REQUIRED TASK
Return every line of the records below that contains the word "billowing".

RECORDS PROVIDED
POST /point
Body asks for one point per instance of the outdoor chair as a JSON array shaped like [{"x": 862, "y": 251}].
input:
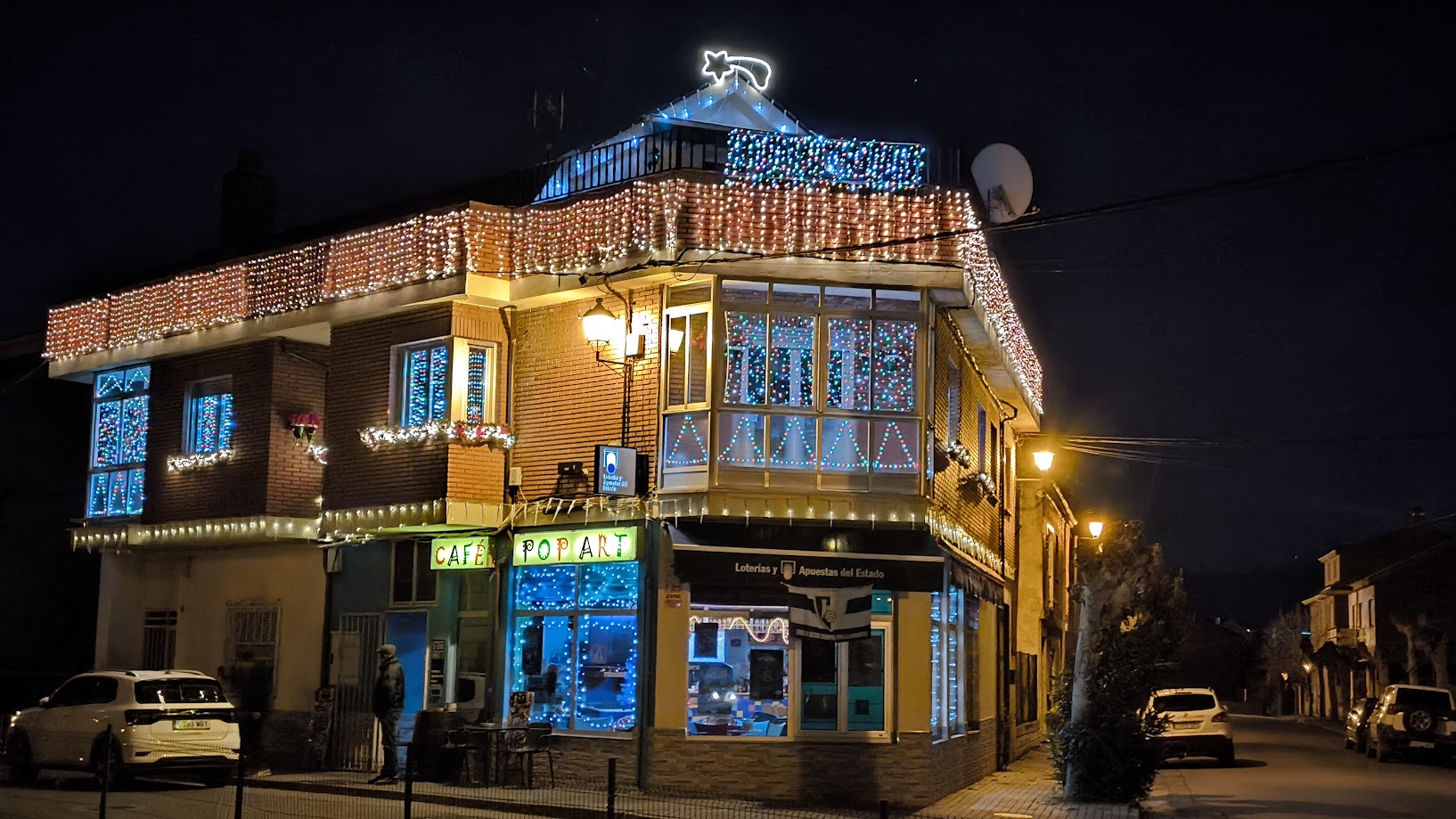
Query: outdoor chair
...
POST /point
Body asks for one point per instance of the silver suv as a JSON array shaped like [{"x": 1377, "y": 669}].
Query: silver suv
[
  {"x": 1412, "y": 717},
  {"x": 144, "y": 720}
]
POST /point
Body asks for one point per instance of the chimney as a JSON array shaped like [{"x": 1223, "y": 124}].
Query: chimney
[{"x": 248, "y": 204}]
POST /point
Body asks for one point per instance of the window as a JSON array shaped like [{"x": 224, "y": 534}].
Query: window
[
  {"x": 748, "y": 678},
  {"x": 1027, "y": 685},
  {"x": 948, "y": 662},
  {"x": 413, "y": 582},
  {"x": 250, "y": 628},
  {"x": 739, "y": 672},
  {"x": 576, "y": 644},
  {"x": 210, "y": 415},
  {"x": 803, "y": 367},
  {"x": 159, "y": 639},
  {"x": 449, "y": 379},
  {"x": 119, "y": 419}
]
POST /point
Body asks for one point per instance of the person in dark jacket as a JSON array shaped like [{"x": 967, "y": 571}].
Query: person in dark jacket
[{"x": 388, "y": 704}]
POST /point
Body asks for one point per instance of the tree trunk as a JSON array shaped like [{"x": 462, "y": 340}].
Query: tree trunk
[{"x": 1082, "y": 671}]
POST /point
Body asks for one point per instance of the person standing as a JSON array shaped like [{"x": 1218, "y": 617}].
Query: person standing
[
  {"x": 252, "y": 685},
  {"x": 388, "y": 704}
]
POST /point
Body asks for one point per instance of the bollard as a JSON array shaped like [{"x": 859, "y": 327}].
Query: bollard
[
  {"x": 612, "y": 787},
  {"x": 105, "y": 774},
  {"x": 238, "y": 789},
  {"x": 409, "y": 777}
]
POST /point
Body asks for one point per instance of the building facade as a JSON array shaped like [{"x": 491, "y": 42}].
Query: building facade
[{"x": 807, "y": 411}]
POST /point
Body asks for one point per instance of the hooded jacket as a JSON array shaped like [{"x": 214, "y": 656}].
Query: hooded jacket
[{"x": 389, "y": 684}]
...
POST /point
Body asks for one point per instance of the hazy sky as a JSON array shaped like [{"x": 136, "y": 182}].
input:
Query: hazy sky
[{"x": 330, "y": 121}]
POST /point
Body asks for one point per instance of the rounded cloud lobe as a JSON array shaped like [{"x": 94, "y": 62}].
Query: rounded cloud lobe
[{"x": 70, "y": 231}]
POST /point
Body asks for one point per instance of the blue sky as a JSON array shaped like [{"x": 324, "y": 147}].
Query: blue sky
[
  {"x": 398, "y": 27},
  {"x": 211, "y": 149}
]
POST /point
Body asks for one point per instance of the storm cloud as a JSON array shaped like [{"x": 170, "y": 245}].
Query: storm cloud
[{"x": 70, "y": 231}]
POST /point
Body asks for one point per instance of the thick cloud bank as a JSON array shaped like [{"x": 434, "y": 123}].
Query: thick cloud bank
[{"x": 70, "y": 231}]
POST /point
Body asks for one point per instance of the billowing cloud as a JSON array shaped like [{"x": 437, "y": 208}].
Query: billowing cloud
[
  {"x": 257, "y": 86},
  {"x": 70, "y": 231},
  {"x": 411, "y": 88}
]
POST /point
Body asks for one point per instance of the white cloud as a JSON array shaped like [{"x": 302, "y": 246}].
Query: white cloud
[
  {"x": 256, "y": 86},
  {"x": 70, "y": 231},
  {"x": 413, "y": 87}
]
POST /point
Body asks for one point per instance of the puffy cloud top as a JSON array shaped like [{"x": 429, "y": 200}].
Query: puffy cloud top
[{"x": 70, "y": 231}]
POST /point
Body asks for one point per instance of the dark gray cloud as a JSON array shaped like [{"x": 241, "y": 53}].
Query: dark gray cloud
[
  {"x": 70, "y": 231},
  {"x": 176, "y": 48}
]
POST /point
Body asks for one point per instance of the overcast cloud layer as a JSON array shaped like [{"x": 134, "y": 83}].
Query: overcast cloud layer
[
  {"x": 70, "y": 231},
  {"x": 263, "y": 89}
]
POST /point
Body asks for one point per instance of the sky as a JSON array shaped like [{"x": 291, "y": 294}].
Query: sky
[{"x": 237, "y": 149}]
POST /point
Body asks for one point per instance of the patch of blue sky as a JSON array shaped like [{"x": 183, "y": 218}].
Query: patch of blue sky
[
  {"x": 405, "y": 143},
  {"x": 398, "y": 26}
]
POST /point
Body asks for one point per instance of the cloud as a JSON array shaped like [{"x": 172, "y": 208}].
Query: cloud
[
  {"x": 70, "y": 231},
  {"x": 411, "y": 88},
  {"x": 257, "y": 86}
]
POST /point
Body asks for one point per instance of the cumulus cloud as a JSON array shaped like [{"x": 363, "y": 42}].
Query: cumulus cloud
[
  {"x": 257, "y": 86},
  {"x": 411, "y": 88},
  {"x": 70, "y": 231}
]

OUTPUT FOR THIS TASK
Body asks for one point per instance of the billowing cloud as a JSON array shaped like [{"x": 437, "y": 208}].
Query: billowing cloud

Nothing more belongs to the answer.